• Descrição do problema
Você pode transcrever na íntegra, sem alterar nada, o texto abaixo sobre o cancelamento da temporada da peça Eu de Você?

• Trecho do documento
= = = = = = =

Era uma curva ascendente. Mas, ao contrário de tantas que temos visto nos noticiários atualmente, era um gráfico mais voltado para medir emoção, para o desenvolvimento de sensibilidades, um exercício de empatia. Só que, no meio, tal qual a pedra de Drummond, tinha – e ainda tem – a pandemia do Covid-19. Assim, a atriz Denise Fraga precisou parar. Ela, eu, nós, nunca esqueceremos disso.
Não foi um adiamento. A linda temporada da peça Eu de Você, no Centro Cultural Banco do Brasil de Belo Horizonte, precisou ser cancelada antes do previsto. Faltavam quatro apresentações para o encerramento do período inicialmente previsto. Tomara que o espetáculo retorne não somente aos palcos, mas também à cidade. É o tipo de peça necessária para tempos de afetos quebrados, escuta prejudicada.

= = = = = = =

• Registros fornecidos

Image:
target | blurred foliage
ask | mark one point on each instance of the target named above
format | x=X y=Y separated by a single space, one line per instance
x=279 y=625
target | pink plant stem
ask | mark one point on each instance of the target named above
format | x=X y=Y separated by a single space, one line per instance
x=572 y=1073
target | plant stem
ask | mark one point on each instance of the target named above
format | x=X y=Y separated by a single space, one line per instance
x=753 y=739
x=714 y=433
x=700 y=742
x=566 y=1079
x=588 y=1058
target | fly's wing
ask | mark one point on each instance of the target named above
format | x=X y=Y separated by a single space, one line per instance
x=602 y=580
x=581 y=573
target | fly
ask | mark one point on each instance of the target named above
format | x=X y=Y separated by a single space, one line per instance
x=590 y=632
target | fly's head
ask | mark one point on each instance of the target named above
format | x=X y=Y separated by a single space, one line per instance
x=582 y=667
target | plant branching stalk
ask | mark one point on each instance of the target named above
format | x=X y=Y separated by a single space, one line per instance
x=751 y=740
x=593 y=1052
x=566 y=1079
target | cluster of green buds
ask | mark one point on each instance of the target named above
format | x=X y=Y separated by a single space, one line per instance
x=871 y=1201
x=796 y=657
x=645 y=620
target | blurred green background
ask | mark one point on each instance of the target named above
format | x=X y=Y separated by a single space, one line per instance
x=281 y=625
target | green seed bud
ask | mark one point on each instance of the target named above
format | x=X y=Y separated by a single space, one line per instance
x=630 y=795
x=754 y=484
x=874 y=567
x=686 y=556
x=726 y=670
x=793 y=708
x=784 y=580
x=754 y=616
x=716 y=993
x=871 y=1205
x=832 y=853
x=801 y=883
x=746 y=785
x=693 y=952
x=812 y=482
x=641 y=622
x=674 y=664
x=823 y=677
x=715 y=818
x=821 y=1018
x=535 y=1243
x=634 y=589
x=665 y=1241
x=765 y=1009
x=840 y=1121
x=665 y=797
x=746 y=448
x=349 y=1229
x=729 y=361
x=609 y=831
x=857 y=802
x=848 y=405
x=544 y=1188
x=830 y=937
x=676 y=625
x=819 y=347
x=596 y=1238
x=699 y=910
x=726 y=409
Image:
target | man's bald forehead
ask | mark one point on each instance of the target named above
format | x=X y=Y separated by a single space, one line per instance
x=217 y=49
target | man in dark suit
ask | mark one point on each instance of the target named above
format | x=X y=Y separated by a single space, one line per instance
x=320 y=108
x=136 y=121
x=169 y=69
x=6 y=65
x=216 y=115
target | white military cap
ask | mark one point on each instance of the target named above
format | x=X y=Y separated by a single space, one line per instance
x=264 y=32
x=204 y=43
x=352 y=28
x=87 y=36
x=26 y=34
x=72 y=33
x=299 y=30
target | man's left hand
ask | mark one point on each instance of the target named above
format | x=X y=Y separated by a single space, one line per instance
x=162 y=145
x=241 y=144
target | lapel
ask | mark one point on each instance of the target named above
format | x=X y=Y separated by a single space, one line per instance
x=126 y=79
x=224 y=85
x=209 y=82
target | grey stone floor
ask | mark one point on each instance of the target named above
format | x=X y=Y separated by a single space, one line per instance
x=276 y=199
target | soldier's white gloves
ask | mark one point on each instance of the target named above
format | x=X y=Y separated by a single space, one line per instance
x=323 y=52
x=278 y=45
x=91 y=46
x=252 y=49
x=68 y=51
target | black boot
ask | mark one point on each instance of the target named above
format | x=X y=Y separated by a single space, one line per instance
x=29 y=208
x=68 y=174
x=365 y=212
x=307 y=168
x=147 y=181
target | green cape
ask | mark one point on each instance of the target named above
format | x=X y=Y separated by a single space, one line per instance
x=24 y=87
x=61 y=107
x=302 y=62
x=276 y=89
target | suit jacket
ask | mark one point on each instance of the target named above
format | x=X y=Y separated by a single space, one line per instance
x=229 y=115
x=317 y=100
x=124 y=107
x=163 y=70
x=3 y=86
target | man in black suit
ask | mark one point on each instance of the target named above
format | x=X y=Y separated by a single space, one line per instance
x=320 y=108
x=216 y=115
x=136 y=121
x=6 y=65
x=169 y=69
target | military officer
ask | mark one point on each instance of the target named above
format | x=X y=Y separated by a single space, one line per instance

= = = = = = =

• Resolução detalhada
Era uma curva ascendente. Mas, ao contrário de tantas que temos visto nos noticiários atualmente, era um gráfico mais voltado para medir emoção, para o desenvolvimento de sensibilidades, um exercício de empatia. Só que, no meio, tal qual a pedra de Drummond, tinha – e ainda tem – a pandemia do Covid-19. Assim, a atriz Denise Fraga precisou parar. Ela, eu, nós, nunca esqueceremos disso.
Não foi um adiamento. A linda temporada da peça Eu de Você, no Centro Cultural Banco do Brasil de Belo Horizonte, precisou ser cancelada antes do previsto. Faltavam quatro apresentações para o encerramento do período inicialmente previsto. Tomara que o espetáculo retorne não somente aos palcos, mas também à cidade. É o tipo de peça necessária para tempos de afetos quebrados, escuta prejudicada.